- [Exercise] Please copy each of the rows below word for word, leaving out the pictures.

- [Materials provided]
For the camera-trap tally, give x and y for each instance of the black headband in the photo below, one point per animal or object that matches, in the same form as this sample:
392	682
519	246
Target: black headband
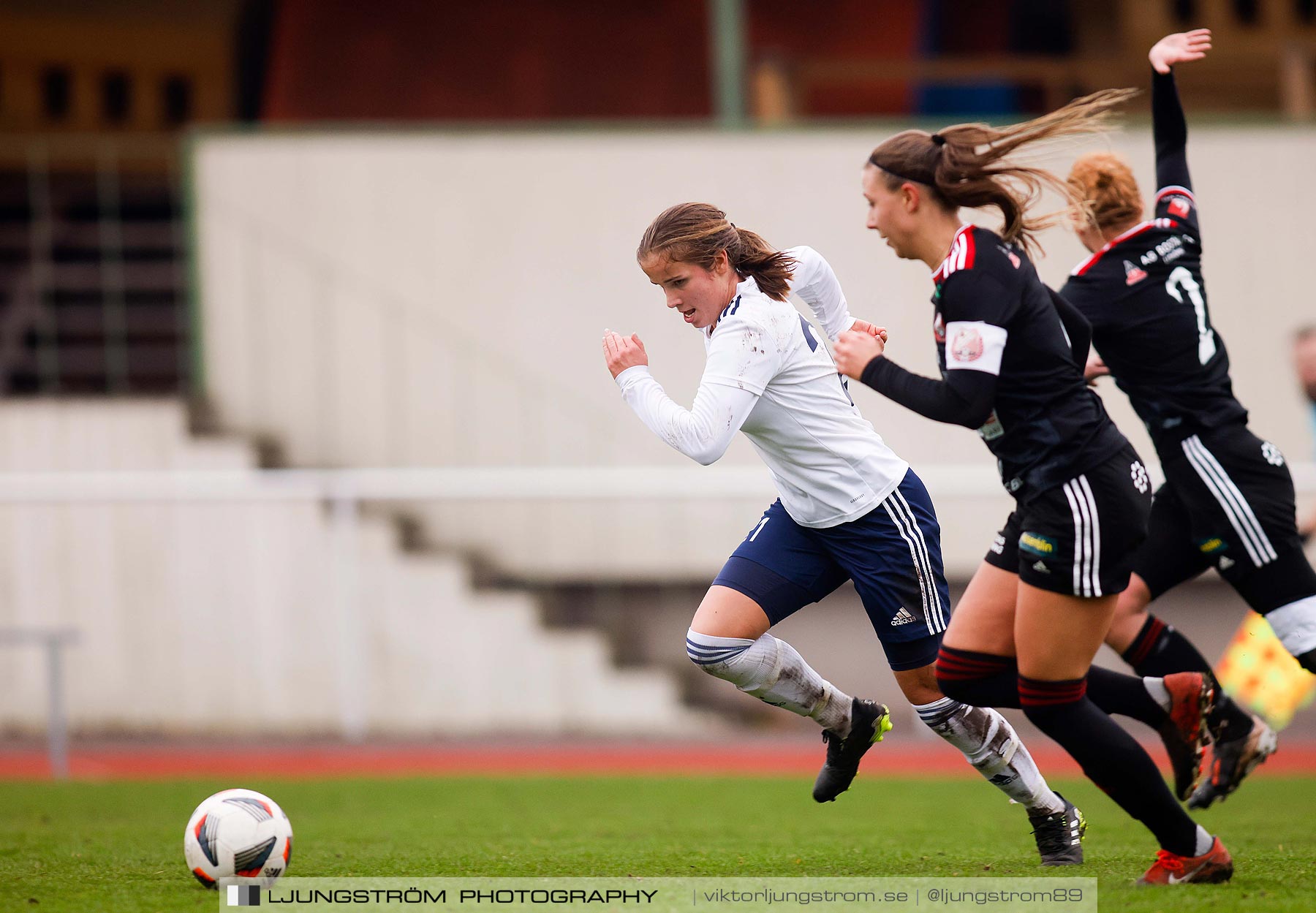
937	140
874	162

- [In response]
For the camera-trap tally, give x and y for each instance of the black headband in the photo below, one point per animal or object that matches, in the same form as this sample:
392	682
519	246
Target: black headband
937	140
874	162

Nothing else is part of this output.